→ SELECTED EXTRACT
“How are we going to hand out Halloween candy this year,” my 14-year-old daughter asked. Next to me, I can see my wife’s concerned look. It could be because we are in the midst of a pandemic and my area is not doing well. Or it could be the giant grin across my face.
“By catapult,” I said to my kids.
My wife sighs and rolls her eyes. It would appear that she was more worried about going trick or treating with the kids, but the sigh indicates that she is now worried about me flinging candy at stranger’s children. She knows that I am not joking.
Stick with me here, this is going to be good.
I would like to submit that my idea of building a small, but highly effective, catapult to launch candy at ghouls and ghosts is indeed a great plan. An absurd year requires absurd solutions. That’s my motto. And nothing could be more absurd than the way my country has responded to Covid-19.
We have leaders that downplay the virus and say to not worry about it. My own governor caught it and got world-class healthcare that many do not because hospitals are becoming overrun. Our president gets experimental medication that is not available to the rest of us. I get emails 2 or 3 times a week about how there is a new outbreak in my children’s school even though we are on a hybrid learning model. And yet, so many of us carry on with the belief that this is no big deal.

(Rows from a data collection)
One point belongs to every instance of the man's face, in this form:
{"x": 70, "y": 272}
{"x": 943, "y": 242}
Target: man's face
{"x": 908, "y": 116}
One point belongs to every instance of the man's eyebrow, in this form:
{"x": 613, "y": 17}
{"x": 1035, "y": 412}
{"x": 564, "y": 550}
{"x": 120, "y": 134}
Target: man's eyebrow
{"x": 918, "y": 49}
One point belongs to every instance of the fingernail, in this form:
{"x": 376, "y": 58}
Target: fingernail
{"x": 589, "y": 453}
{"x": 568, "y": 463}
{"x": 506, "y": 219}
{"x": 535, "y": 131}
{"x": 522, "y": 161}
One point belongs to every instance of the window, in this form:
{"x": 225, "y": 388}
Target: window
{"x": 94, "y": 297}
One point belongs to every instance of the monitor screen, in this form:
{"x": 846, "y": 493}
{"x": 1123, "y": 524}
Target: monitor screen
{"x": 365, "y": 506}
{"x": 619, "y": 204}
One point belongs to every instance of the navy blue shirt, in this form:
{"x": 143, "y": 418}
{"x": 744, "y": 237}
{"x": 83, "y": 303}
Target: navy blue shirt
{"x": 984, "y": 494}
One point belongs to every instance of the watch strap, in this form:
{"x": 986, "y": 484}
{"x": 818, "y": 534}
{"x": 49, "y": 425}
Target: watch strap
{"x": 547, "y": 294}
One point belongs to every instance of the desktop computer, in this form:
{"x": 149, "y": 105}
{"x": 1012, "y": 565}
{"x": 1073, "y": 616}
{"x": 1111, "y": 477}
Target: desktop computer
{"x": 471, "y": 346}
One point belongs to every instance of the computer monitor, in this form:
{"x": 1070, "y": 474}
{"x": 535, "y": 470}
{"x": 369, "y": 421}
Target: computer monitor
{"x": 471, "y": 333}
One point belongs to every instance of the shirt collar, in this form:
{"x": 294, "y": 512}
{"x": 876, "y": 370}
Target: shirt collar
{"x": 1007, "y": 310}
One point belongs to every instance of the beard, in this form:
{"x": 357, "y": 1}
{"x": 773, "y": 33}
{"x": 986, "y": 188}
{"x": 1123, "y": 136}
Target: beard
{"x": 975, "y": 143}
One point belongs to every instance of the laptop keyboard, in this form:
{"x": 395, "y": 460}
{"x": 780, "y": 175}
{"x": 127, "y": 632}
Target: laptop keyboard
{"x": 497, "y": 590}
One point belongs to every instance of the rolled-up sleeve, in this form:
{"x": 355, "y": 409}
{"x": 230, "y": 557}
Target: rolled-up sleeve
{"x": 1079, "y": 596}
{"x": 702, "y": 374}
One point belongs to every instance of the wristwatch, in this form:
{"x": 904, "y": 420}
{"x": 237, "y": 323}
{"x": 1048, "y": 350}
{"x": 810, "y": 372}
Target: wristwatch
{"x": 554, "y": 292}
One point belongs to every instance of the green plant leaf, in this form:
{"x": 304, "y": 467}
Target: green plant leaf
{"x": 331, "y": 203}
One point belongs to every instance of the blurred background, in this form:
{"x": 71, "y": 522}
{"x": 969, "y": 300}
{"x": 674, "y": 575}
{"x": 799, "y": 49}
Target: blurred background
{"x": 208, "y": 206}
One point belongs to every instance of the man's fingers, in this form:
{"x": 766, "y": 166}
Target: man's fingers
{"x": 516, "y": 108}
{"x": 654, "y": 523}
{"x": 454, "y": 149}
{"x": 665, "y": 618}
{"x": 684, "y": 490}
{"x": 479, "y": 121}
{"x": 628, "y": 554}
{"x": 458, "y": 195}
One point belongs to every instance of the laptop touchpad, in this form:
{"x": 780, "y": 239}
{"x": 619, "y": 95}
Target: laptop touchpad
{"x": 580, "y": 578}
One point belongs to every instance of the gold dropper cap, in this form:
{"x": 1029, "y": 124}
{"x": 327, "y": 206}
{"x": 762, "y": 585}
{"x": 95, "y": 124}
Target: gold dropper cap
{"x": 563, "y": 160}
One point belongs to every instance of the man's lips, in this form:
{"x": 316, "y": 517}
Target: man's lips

→ YOUR ASSIGNMENT
Write the next part of the essay about handing out Halloween candy by catapult, starting right after its last sentence. These rows have no connection to the essay about handing out Halloween candy.

→ WRITTEN RESPONSE
225,000 of my fellow countrymen have died. We as a country have no reasonable solution. Or we do, but I’m not a fan of the “Good Luck!” plan that is currently in place.
So, in light of all that, I would say that my catapult idea is completely reasonable and fits the theme of this messed up year.
“You are not going to build a catapult,” my wife said.
“I am, too,” I said to her. “It’s the perfect solution. We keep distance from everyone that is going out trick or treating. The kids get candy. And it’s fun, the very essence of what Halloween is supposed to be.”
“No,” she said.
But it was already too late as the plans are coming together in my head. Notice here how my wife didn’t say I couldn’t build a catapult. She was here when I built the last one. A wonderful machine that could launch a potato a good 50 yards before the tension on the siege weapon made the base snap. Building a small version of my death machine shouldn’t be hard at all.
For my amateur siege weapon builders, the trick is all in the rope. Make sure you get a nice figure 8 as you wrap the rope between the throwing arm and the base. Then when you twist it, the torsion is pretty much already in place. It’s simple really.
Now, there are some safety concerns that my wife is going to bring up, so it’s best if I address them now.
When you build a catapult, that is a challenge to the Huns, and they may come to reclaim their dominance. If that happens, build a ballista and maybe a trebuchet. There, problem solved.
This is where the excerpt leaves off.